__SHORT TASK__. Transcribe every line of the records below word for word, and leave the pictures out of your answer.

__INPUT RECORDS__.
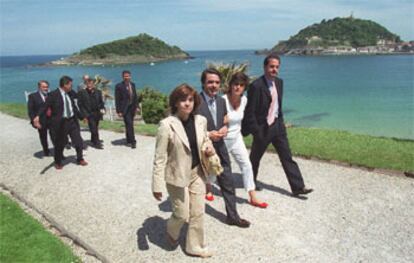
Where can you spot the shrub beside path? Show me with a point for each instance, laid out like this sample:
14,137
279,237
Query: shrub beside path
352,216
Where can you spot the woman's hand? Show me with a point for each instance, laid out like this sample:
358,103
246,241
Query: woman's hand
209,151
157,195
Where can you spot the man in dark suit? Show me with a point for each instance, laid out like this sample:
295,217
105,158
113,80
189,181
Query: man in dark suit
263,117
35,102
126,103
64,120
92,108
213,107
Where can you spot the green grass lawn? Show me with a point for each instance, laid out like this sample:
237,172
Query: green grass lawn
23,239
363,150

__IN RESPONSE__.
Where can you spot the shrub beside path? Show me with a point for each instance, laid out like this sample:
14,137
279,237
Query: shrub beside path
352,216
Where can you spot the woman's hand? Show me with a point for each instance, laid out like this sample:
358,103
246,241
Query: woman's hand
209,151
157,195
Where can you spot the man in dark suit? Show me with a point for each instance, laid out like this sample:
295,217
105,158
113,80
189,181
Query: man in dark suit
263,117
35,102
126,103
64,120
92,108
213,107
Where can you spot the green grass lawn? Show me with a point for each instance, laid out like this sample:
237,172
Query: green grass lawn
23,239
363,150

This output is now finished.